Pointing dataset listing:
━━━
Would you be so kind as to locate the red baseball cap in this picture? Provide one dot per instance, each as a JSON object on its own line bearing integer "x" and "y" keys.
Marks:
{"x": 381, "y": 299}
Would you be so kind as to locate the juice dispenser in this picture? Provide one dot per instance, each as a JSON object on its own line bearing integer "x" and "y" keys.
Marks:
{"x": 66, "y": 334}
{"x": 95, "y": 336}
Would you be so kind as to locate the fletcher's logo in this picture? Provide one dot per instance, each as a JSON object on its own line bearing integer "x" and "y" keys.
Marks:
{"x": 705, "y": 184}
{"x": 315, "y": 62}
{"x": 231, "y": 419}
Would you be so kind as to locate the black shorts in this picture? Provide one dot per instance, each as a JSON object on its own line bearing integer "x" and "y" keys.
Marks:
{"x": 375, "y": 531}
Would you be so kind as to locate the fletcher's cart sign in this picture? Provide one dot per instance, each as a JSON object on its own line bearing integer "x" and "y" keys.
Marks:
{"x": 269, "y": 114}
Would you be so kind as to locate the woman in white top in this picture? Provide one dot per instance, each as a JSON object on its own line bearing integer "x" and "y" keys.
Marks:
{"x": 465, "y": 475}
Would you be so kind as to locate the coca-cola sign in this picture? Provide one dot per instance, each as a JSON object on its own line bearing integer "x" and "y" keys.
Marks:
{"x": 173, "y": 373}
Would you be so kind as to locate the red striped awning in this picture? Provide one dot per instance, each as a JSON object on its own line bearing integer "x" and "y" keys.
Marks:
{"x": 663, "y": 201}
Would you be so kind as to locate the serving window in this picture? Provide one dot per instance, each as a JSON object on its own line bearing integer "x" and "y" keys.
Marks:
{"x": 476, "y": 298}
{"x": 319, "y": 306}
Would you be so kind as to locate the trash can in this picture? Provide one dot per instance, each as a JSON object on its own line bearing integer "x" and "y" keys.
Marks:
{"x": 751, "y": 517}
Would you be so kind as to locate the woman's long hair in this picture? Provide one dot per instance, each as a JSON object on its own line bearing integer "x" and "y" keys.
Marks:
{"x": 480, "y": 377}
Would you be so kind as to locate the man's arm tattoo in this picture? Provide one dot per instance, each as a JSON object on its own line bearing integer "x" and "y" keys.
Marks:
━━━
▸ What to do
Rewrite the listing above with every occurrence of "Marks" renamed to "Points", leaving all other text unchanged.

▸ Exercise solution
Would you be so kind as to locate the red baseball cap in this picture? Provide one dot per instance, each as a JSON object on its own line bearing integer "x" and "y" keys.
Points:
{"x": 381, "y": 299}
Would you be so kind as to locate the juice dispenser in this picture? Provide one dot per instance, each as a JSON object on its own line bearing integer "x" and "y" keys.
Points:
{"x": 66, "y": 334}
{"x": 95, "y": 336}
Would you be so kind as to locate the fletcher's logo in this picture? Provide one dot per instance, each as a JSON object on its own line bearing integer "x" and "y" keys.
Points:
{"x": 705, "y": 184}
{"x": 315, "y": 62}
{"x": 231, "y": 419}
Would you be so kind as to locate the black shorts in this picture? Provide one dot per instance, each as a JSON object on its own line bearing integer "x" and "y" keys.
Points:
{"x": 375, "y": 531}
Would you be so kind as to locate the fletcher's cart sign in this picture? Provide one dot per instance, each as a JSON object on its own line bearing integer "x" and "y" keys.
Points:
{"x": 269, "y": 114}
Would you be so kind as to locate the woman in white top in this picture? Provide one dot per instance, each as a JSON object on its own line bearing integer "x" and "y" keys.
Points:
{"x": 465, "y": 475}
Would you be so kind as to locate the coca-cola sign in this picture? Provide one dot per instance, each as a JSON object on its own line bearing integer "x" and "y" keys.
Points:
{"x": 173, "y": 373}
Would you be so kind as to locate the red striped awning in this picture? Provide one dot per instance, each as a JSON object on its own line bearing integer "x" and "y" keys.
Points:
{"x": 663, "y": 201}
Would you be so kind as to locate the serving window in this picture? Provide one dot per instance, each as a JSON object on its own line bearing integer "x" and "y" keys.
Points:
{"x": 476, "y": 298}
{"x": 319, "y": 306}
Would you be so kind as to locate the trash can in this picture? Provide one dot per instance, each as a JSON object on its own line bearing integer "x" and "y" keys.
Points:
{"x": 751, "y": 517}
Would you be so kind as to locate the woman's long hair in this picture? Provide one dot per instance, each as a JSON object on its own line bearing integer "x" and "y" keys.
Points:
{"x": 480, "y": 377}
Would you be so kind as to locate the man's arm tattoo in this picture? Provide one dot per instance, each as a JSON object on its own line bearing integer "x" and "y" keys.
Points:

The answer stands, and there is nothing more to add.